> _AIM OF THE TASK_:
Answer these from the Triostar care text:
(a) What color are the undersides of the leaves?
(b) What temperature range does the plant prefer?
(c) What almost always causes brown leaf edges?

> _EXCERPT TO READ_:

===

Stromanthe sanguinea 'Triostar' is part of the prayer plant family, which means it moves — folding its leaves upward at night and opening them again in the morning. Given that the undersides are a vivid pink-to-magenta, this movement creates a color shift that's genuinely dramatic in a well-lit space. The care is more considered than a Pothos, but the reward is proportionally greater.
This is a plant for people who want something genuinely extraordinary.
Why You'll Love It
The Triostar is one of the most colorful foliage plants available for indoor growing — and it achieves that color with zero flowers, purely through leaf variegation. The combination of four tones in a single leaf, plus the daily movement and the color shift between top and underside, makes it one of the most visually dynamic plants you can keep. In a bright spot with good humidity, it becomes genuinely spectacular.
Care at a Glance
- Light: Bright indirect light preferred. More light = more vivid variegation and pink tones
- Water: Keep soil consistently moist. Allow the surface to dry slightly between waterings
- Humidity: Loves high humidity. A humidifier, pebble tray, or bathroom placement significantly improves performance
- Temperature: Prefers 65 to 80 degrees F. Sensitive to cold drafts and sudden temperature changes
- Growth: Moderate. Can reach 2 to 3 feet tall in good conditions
- Skill level: Intermediate. Rewards consistency and punishes neglect
- Pet safety: Non-toxic to pets and humans
Good to Know
Brown leaf edges are the Triostar's primary complaint, and they're almost always caused by low humidity or inconsistent watering. Filtered water helps significantly — tap water with fluoride or chlorine can cause tip burn over time. In low humidity environments, the plant will decline gradually; improving humidity reverses this within a few weeks. The more you give this plant, the more it gives back.

===

> _STUDY MATERIAL_:
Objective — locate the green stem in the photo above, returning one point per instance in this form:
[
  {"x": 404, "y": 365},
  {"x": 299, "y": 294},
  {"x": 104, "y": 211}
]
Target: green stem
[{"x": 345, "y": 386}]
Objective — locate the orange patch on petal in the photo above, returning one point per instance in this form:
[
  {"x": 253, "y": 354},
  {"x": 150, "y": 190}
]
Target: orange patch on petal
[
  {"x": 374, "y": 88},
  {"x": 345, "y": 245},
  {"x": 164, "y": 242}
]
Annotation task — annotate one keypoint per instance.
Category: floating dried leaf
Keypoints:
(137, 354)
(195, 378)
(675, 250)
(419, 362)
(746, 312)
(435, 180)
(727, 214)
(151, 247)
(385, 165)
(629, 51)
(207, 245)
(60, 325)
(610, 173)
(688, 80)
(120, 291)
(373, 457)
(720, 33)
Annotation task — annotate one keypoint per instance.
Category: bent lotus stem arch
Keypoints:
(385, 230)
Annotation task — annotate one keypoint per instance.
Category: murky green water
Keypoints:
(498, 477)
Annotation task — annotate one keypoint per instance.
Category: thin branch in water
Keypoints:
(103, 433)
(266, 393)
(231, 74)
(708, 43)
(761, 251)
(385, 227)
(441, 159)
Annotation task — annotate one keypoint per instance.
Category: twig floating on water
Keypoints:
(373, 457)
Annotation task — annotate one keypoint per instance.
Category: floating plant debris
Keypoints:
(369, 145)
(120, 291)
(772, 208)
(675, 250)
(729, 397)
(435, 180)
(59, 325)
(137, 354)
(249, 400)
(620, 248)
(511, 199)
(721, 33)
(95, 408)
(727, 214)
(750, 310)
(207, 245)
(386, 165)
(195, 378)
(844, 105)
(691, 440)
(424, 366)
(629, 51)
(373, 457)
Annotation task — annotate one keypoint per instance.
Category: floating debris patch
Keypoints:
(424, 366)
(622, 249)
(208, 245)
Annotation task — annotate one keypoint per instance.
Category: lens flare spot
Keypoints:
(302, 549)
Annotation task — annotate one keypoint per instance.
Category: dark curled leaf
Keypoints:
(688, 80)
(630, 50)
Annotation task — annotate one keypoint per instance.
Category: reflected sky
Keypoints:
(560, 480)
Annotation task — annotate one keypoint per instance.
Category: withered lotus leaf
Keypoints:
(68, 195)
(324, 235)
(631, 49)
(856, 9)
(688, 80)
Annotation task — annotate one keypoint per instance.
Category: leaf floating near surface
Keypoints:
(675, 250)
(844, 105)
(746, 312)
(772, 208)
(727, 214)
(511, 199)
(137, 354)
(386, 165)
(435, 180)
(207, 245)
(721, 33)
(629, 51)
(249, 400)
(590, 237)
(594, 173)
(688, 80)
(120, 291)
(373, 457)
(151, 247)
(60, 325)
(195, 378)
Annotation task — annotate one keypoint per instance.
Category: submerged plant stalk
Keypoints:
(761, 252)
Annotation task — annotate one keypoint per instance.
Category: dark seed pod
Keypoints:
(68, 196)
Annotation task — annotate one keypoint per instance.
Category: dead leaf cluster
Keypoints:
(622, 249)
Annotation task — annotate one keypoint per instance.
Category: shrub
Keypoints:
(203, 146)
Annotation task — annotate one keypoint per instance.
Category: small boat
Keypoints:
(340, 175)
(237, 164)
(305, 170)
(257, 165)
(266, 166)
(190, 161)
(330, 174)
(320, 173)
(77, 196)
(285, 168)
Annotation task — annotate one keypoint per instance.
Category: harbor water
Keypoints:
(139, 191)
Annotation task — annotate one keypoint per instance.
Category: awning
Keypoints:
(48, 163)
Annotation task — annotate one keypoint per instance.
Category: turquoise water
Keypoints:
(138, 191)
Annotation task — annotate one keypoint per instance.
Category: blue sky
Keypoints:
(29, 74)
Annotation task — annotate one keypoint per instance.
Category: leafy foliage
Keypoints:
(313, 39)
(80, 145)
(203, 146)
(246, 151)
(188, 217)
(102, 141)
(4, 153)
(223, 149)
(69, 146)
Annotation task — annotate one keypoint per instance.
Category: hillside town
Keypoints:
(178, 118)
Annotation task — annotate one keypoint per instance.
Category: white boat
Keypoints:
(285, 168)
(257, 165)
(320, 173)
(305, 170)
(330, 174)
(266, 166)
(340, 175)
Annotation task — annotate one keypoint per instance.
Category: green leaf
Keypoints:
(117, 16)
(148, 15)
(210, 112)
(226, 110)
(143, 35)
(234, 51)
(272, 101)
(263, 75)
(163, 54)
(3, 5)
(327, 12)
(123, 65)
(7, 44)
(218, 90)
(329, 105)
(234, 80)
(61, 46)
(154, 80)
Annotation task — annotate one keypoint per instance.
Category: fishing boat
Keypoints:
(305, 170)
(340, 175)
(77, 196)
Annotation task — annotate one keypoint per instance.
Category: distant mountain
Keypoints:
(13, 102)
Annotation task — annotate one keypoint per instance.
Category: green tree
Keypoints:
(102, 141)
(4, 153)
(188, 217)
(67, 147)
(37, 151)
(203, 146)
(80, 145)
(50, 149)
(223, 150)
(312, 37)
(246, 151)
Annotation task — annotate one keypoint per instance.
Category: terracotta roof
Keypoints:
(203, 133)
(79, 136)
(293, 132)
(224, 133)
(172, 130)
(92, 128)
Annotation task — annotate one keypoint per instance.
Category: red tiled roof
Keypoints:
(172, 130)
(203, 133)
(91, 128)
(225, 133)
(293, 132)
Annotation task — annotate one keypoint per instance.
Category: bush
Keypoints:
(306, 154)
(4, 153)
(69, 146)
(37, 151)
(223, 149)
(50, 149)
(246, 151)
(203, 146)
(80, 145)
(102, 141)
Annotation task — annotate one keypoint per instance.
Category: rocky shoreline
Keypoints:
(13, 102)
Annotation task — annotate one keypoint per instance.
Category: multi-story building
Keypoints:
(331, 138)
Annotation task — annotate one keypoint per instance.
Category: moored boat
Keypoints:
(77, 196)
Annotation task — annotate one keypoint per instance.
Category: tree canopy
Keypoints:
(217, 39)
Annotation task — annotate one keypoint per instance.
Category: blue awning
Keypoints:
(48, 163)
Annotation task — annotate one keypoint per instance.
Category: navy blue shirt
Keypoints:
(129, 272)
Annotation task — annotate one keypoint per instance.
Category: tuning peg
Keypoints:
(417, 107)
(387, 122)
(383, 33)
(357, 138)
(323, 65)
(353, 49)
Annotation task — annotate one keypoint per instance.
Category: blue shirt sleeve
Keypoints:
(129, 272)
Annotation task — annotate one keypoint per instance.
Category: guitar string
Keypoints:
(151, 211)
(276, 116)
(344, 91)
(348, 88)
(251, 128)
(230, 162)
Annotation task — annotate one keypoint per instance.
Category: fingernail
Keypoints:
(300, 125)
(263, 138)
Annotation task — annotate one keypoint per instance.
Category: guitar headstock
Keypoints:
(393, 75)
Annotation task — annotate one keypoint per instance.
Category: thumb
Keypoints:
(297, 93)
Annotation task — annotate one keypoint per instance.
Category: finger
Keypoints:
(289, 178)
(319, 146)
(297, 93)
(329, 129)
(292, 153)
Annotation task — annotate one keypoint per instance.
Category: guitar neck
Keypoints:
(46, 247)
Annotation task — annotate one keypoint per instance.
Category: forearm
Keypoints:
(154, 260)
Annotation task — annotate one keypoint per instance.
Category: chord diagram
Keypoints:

===

> _OUTPUT OF THE EXERCISE_:
(a) Pink-to-magenta.
(b) 65 to 80 degrees F.
(c) Low humidity or inconsistent watering.